▶ PROVIDED TEXT:
Citing an estimate that the compact would create 6,000 jobs, mainly through modernizing the irrigation project, he predicted that “there is going to be a significant influx into our county of folks from out of the area, and we’re worried about our law enforcement, our drug trafficking, our human trafficking, so we have a lot of concerns about how the county is going to be able to handle the additional strains on our resources.”
Rep. Shane Morigeau, D-Missoula, a member of the Confederated Salish and Kootenai Tribes who stressed he was speaking as a legislator, said Decker’s remark was “the most troubling comment that actually stood out to me, as just a person from an Indian community. … You’d think somebody would be happy with 6,000 jobs.”
“When I saw who it was doing the press conference, the first thing that came to my mind was, ‘This must be some sort of antic to try and boost poll numbers’” for Olszewski as he challenges U.S. Rep. Greg Gianforte and Montana Attorney General Tim Fox for the Republican gubernatorial nomination.
“I think there’s a point where people have to start recognizing that a lot of this is just rhetoric of the same thing” that compact opponents have repeatedly raised Morigeau said. “Look at, historically, the people who have been in adamant opposition and have started supporting it once they’ve done their homework.”
In an email, tribal spokesperson Rob McDonald wrote that "Senator Dr. Al Olszewski wants an issue for his campaign, not a solution for our state."
Rep. Kerry White, R-Bozeman, had previously opposed the compact but now supports this ratification bill. He’s satisfied that it “puts the jurisdiction of the water back to the water court and state court. … In my mind that is probably the biggest, No. 1 issue.” He said he wasn’t sure where other Republicans stand on the issue, but in his view, “it settles a decades-long battle.”
Morigeau, for his part, is encouraged that other GOP lawmakers, both state and federal — including Daines and state Sen. Chas Vincent of Libby — had also come to support the measure.
“All of these people do their homework and have very, very smart people around them and are doing their homework, and are making sure they’re making the right decision,” he said.

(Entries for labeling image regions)

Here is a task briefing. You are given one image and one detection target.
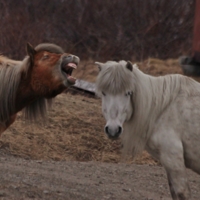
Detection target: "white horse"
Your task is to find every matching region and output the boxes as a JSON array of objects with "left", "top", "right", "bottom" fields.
[{"left": 96, "top": 61, "right": 200, "bottom": 200}]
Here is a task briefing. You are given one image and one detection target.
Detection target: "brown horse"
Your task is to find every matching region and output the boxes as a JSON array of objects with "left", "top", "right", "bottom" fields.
[{"left": 0, "top": 44, "right": 79, "bottom": 134}]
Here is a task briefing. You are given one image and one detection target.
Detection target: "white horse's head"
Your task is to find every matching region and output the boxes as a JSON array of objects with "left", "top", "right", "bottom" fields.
[{"left": 96, "top": 61, "right": 134, "bottom": 139}]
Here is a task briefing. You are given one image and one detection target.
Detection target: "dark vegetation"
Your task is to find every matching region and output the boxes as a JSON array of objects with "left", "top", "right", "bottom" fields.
[{"left": 0, "top": 0, "right": 194, "bottom": 61}]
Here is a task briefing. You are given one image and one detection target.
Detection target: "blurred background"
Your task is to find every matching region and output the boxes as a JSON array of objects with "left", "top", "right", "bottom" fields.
[{"left": 0, "top": 0, "right": 195, "bottom": 61}]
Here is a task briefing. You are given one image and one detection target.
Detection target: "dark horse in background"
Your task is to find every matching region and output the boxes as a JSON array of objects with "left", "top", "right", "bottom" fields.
[{"left": 0, "top": 43, "right": 79, "bottom": 134}]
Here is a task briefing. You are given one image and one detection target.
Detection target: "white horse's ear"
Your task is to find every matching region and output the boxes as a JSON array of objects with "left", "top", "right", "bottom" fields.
[
  {"left": 95, "top": 62, "right": 103, "bottom": 71},
  {"left": 126, "top": 61, "right": 133, "bottom": 71},
  {"left": 133, "top": 64, "right": 139, "bottom": 69}
]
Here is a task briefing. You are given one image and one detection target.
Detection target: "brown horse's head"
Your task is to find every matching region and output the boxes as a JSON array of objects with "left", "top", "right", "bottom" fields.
[{"left": 26, "top": 44, "right": 79, "bottom": 98}]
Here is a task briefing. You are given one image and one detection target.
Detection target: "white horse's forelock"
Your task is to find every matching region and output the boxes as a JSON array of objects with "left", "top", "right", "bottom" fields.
[{"left": 96, "top": 61, "right": 200, "bottom": 157}]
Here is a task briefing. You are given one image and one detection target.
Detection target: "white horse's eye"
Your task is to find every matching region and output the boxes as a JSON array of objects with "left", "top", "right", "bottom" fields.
[
  {"left": 126, "top": 91, "right": 133, "bottom": 96},
  {"left": 101, "top": 92, "right": 106, "bottom": 96}
]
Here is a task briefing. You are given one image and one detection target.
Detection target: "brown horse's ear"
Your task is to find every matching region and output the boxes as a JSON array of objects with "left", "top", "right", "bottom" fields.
[
  {"left": 26, "top": 43, "right": 36, "bottom": 62},
  {"left": 95, "top": 62, "right": 103, "bottom": 71},
  {"left": 126, "top": 61, "right": 133, "bottom": 71}
]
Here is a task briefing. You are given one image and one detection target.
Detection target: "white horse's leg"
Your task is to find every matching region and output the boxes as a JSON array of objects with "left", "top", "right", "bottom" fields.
[{"left": 160, "top": 133, "right": 190, "bottom": 200}]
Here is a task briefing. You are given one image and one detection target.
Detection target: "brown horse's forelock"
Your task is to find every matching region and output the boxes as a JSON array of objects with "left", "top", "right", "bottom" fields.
[{"left": 0, "top": 43, "right": 64, "bottom": 123}]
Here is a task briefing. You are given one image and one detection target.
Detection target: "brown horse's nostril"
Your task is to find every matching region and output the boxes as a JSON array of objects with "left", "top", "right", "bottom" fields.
[{"left": 63, "top": 55, "right": 73, "bottom": 63}]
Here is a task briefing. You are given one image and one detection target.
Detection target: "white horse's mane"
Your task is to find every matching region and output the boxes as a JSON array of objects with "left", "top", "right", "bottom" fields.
[{"left": 96, "top": 61, "right": 200, "bottom": 156}]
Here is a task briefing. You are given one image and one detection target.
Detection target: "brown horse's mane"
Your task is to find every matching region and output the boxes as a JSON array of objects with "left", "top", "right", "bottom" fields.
[{"left": 0, "top": 43, "right": 64, "bottom": 124}]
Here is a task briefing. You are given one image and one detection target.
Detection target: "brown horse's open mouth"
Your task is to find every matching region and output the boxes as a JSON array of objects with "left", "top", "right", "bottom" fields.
[{"left": 62, "top": 63, "right": 77, "bottom": 84}]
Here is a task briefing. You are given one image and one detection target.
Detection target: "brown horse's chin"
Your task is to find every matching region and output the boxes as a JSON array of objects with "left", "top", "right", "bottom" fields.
[{"left": 67, "top": 75, "right": 76, "bottom": 85}]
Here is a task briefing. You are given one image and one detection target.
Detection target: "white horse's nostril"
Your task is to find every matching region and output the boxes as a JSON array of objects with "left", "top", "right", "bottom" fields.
[{"left": 105, "top": 126, "right": 122, "bottom": 139}]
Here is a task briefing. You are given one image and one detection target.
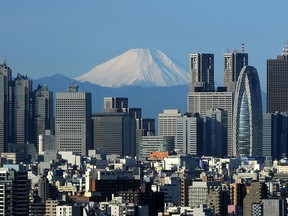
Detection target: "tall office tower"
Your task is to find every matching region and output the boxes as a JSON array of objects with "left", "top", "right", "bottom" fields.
[
  {"left": 267, "top": 47, "right": 288, "bottom": 113},
  {"left": 10, "top": 74, "right": 33, "bottom": 143},
  {"left": 233, "top": 66, "right": 262, "bottom": 156},
  {"left": 33, "top": 85, "right": 54, "bottom": 151},
  {"left": 56, "top": 84, "right": 92, "bottom": 155},
  {"left": 104, "top": 97, "right": 128, "bottom": 112},
  {"left": 0, "top": 63, "right": 12, "bottom": 152},
  {"left": 175, "top": 113, "right": 203, "bottom": 156},
  {"left": 0, "top": 165, "right": 30, "bottom": 216},
  {"left": 158, "top": 109, "right": 182, "bottom": 136},
  {"left": 224, "top": 44, "right": 248, "bottom": 92},
  {"left": 139, "top": 136, "right": 175, "bottom": 160},
  {"left": 187, "top": 91, "right": 234, "bottom": 155},
  {"left": 92, "top": 113, "right": 136, "bottom": 156},
  {"left": 243, "top": 182, "right": 268, "bottom": 216},
  {"left": 142, "top": 118, "right": 156, "bottom": 136},
  {"left": 262, "top": 112, "right": 288, "bottom": 160},
  {"left": 188, "top": 181, "right": 221, "bottom": 208},
  {"left": 189, "top": 53, "right": 214, "bottom": 92},
  {"left": 204, "top": 108, "right": 228, "bottom": 157}
]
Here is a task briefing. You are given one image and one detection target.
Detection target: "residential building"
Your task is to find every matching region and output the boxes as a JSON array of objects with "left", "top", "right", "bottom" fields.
[
  {"left": 224, "top": 44, "right": 248, "bottom": 92},
  {"left": 92, "top": 113, "right": 136, "bottom": 156},
  {"left": 33, "top": 85, "right": 54, "bottom": 151},
  {"left": 233, "top": 66, "right": 262, "bottom": 156},
  {"left": 158, "top": 109, "right": 182, "bottom": 136},
  {"left": 203, "top": 108, "right": 228, "bottom": 157},
  {"left": 9, "top": 74, "right": 33, "bottom": 143},
  {"left": 267, "top": 47, "right": 288, "bottom": 113},
  {"left": 189, "top": 53, "right": 214, "bottom": 92},
  {"left": 0, "top": 62, "right": 12, "bottom": 153},
  {"left": 187, "top": 89, "right": 234, "bottom": 155},
  {"left": 175, "top": 113, "right": 203, "bottom": 156},
  {"left": 262, "top": 112, "right": 288, "bottom": 160},
  {"left": 104, "top": 97, "right": 128, "bottom": 113},
  {"left": 139, "top": 136, "right": 175, "bottom": 160},
  {"left": 243, "top": 182, "right": 268, "bottom": 216},
  {"left": 56, "top": 84, "right": 92, "bottom": 155}
]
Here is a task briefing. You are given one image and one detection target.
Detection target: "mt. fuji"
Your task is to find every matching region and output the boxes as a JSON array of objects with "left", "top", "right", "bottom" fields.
[{"left": 75, "top": 48, "right": 189, "bottom": 87}]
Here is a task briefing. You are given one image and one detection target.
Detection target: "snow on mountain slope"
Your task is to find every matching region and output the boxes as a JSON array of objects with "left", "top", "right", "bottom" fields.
[{"left": 75, "top": 49, "right": 189, "bottom": 87}]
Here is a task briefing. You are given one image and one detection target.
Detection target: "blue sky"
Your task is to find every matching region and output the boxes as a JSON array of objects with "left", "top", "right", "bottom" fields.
[{"left": 0, "top": 0, "right": 288, "bottom": 90}]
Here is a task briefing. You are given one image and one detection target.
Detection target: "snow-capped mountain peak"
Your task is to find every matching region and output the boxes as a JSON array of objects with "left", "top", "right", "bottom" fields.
[{"left": 75, "top": 48, "right": 189, "bottom": 87}]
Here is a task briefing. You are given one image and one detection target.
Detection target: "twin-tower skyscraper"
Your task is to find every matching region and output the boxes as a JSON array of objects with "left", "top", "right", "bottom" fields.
[{"left": 187, "top": 46, "right": 262, "bottom": 156}]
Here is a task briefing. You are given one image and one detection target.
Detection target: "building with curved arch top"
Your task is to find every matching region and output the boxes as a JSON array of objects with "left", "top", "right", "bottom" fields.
[{"left": 233, "top": 66, "right": 262, "bottom": 156}]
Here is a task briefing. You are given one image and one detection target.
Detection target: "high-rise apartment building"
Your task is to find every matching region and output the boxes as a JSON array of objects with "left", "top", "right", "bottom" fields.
[
  {"left": 9, "top": 74, "right": 33, "bottom": 143},
  {"left": 187, "top": 91, "right": 234, "bottom": 155},
  {"left": 267, "top": 48, "right": 288, "bottom": 113},
  {"left": 33, "top": 85, "right": 54, "bottom": 150},
  {"left": 139, "top": 136, "right": 175, "bottom": 160},
  {"left": 56, "top": 84, "right": 92, "bottom": 155},
  {"left": 92, "top": 113, "right": 136, "bottom": 156},
  {"left": 224, "top": 47, "right": 248, "bottom": 92},
  {"left": 189, "top": 53, "right": 214, "bottom": 92},
  {"left": 243, "top": 182, "right": 268, "bottom": 216},
  {"left": 175, "top": 113, "right": 203, "bottom": 156},
  {"left": 203, "top": 108, "right": 228, "bottom": 157},
  {"left": 158, "top": 109, "right": 182, "bottom": 136},
  {"left": 262, "top": 112, "right": 288, "bottom": 160},
  {"left": 104, "top": 97, "right": 128, "bottom": 112},
  {"left": 0, "top": 63, "right": 12, "bottom": 152},
  {"left": 233, "top": 66, "right": 262, "bottom": 156},
  {"left": 0, "top": 165, "right": 30, "bottom": 216}
]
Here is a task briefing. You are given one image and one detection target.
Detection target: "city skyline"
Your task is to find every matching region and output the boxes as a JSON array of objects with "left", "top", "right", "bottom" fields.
[{"left": 0, "top": 0, "right": 288, "bottom": 91}]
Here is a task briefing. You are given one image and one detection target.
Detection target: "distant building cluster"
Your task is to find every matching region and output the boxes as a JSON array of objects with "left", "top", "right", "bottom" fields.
[{"left": 0, "top": 45, "right": 288, "bottom": 216}]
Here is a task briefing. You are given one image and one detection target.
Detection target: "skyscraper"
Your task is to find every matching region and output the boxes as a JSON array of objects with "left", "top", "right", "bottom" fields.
[
  {"left": 175, "top": 113, "right": 203, "bottom": 156},
  {"left": 224, "top": 47, "right": 248, "bottom": 92},
  {"left": 233, "top": 66, "right": 262, "bottom": 156},
  {"left": 10, "top": 74, "right": 33, "bottom": 143},
  {"left": 187, "top": 91, "right": 233, "bottom": 155},
  {"left": 56, "top": 84, "right": 92, "bottom": 155},
  {"left": 0, "top": 63, "right": 12, "bottom": 152},
  {"left": 33, "top": 85, "right": 54, "bottom": 150},
  {"left": 262, "top": 112, "right": 288, "bottom": 160},
  {"left": 189, "top": 53, "right": 214, "bottom": 92},
  {"left": 267, "top": 48, "right": 288, "bottom": 113},
  {"left": 92, "top": 113, "right": 136, "bottom": 156},
  {"left": 158, "top": 109, "right": 182, "bottom": 136},
  {"left": 104, "top": 97, "right": 128, "bottom": 112},
  {"left": 204, "top": 108, "right": 228, "bottom": 157}
]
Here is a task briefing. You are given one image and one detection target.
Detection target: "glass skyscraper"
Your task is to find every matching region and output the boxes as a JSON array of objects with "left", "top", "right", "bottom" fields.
[{"left": 233, "top": 66, "right": 262, "bottom": 156}]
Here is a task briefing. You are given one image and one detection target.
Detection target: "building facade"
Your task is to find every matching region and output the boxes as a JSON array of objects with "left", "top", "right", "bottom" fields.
[
  {"left": 262, "top": 112, "right": 288, "bottom": 160},
  {"left": 158, "top": 109, "right": 182, "bottom": 136},
  {"left": 187, "top": 91, "right": 234, "bottom": 155},
  {"left": 175, "top": 113, "right": 203, "bottom": 156},
  {"left": 92, "top": 113, "right": 136, "bottom": 156},
  {"left": 33, "top": 85, "right": 54, "bottom": 150},
  {"left": 56, "top": 84, "right": 92, "bottom": 155},
  {"left": 189, "top": 53, "right": 214, "bottom": 92},
  {"left": 233, "top": 66, "right": 262, "bottom": 156},
  {"left": 267, "top": 51, "right": 288, "bottom": 113},
  {"left": 203, "top": 108, "right": 228, "bottom": 157},
  {"left": 224, "top": 48, "right": 248, "bottom": 92},
  {"left": 0, "top": 63, "right": 12, "bottom": 153}
]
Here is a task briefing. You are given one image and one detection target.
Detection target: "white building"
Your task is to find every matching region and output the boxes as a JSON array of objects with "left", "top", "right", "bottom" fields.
[
  {"left": 158, "top": 109, "right": 182, "bottom": 136},
  {"left": 56, "top": 84, "right": 92, "bottom": 155}
]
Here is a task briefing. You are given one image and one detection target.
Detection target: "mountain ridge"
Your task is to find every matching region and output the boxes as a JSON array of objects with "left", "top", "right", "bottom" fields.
[{"left": 75, "top": 48, "right": 189, "bottom": 87}]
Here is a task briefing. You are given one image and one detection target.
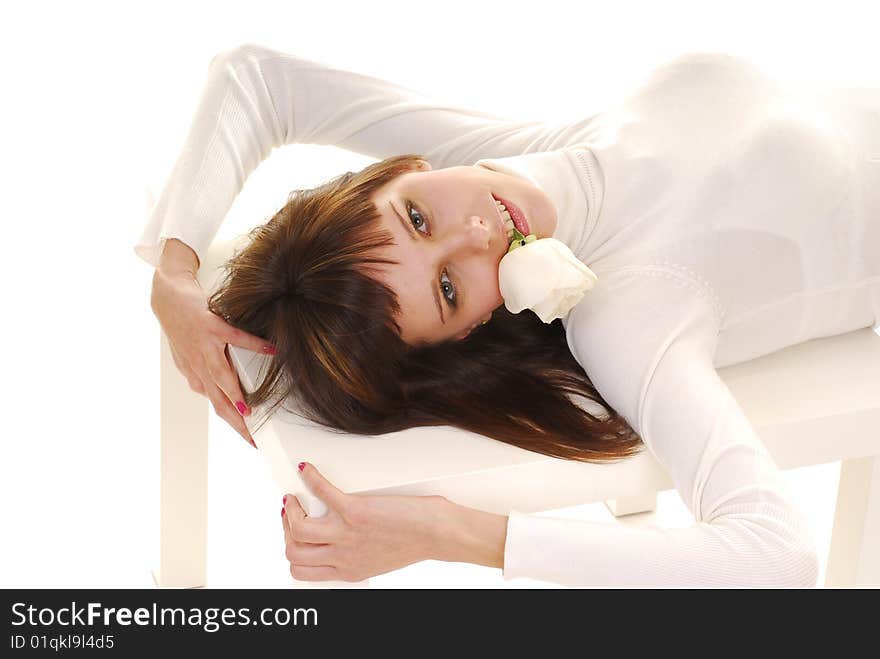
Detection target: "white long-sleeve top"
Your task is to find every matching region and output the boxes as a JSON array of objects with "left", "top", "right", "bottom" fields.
[{"left": 135, "top": 45, "right": 880, "bottom": 587}]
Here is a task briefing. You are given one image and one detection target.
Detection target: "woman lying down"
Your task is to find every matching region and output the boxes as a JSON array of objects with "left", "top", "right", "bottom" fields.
[{"left": 135, "top": 45, "right": 880, "bottom": 587}]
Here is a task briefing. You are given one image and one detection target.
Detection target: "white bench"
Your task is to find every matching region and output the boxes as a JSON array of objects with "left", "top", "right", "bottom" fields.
[{"left": 153, "top": 241, "right": 880, "bottom": 588}]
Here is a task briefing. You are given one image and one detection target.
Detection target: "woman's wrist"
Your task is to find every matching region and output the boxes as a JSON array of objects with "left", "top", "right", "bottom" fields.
[
  {"left": 156, "top": 238, "right": 199, "bottom": 275},
  {"left": 430, "top": 497, "right": 508, "bottom": 568}
]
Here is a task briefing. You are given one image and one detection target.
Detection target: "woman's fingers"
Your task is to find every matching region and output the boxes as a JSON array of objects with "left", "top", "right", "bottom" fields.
[
  {"left": 218, "top": 324, "right": 275, "bottom": 355},
  {"left": 168, "top": 341, "right": 205, "bottom": 396},
  {"left": 205, "top": 348, "right": 250, "bottom": 416},
  {"left": 203, "top": 381, "right": 257, "bottom": 448}
]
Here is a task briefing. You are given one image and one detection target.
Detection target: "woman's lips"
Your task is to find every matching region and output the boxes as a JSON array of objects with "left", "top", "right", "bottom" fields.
[{"left": 493, "top": 195, "right": 531, "bottom": 236}]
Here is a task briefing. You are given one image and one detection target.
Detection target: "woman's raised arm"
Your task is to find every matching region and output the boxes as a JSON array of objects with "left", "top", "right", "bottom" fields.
[
  {"left": 134, "top": 44, "right": 548, "bottom": 443},
  {"left": 135, "top": 44, "right": 551, "bottom": 265}
]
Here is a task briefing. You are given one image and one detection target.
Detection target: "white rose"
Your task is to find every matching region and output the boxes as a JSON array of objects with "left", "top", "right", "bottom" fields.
[{"left": 498, "top": 236, "right": 598, "bottom": 323}]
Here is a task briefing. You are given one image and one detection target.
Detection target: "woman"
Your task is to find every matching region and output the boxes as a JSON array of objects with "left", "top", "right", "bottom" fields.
[{"left": 136, "top": 45, "right": 880, "bottom": 586}]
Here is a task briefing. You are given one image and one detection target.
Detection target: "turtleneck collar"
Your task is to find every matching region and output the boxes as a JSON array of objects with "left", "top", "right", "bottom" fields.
[{"left": 474, "top": 145, "right": 602, "bottom": 260}]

▶ DIRECTIONS:
1: Reproduce word for word the part of the passage about the water compact that begins at "Rep. Shane Morigeau, D-Missoula, a" and stops after "Republican gubernatorial nomination.".
2: How many lines in the rows contain the string "snow"? Give only the number.

▶ ANSWERS TO THE EXERCISE:
1:
Rep. Shane Morigeau, D-Missoula, a member of the Confederated Salish and Kootenai Tribes who stressed he was speaking as a legislator, said Decker’s remark was “the most troubling comment that actually stood out to me, as just a person from an Indian community. … You’d think somebody would be happy with 6,000 jobs.”
“When I saw who it was doing the press conference, the first thing that came to my mind was, ‘This must be some sort of antic to try and boost poll numbers’” for Olszewski as he challenges U.S. Rep. Greg Gianforte and Montana Attorney General Tim Fox for the Republican gubernatorial nomination.

2: 2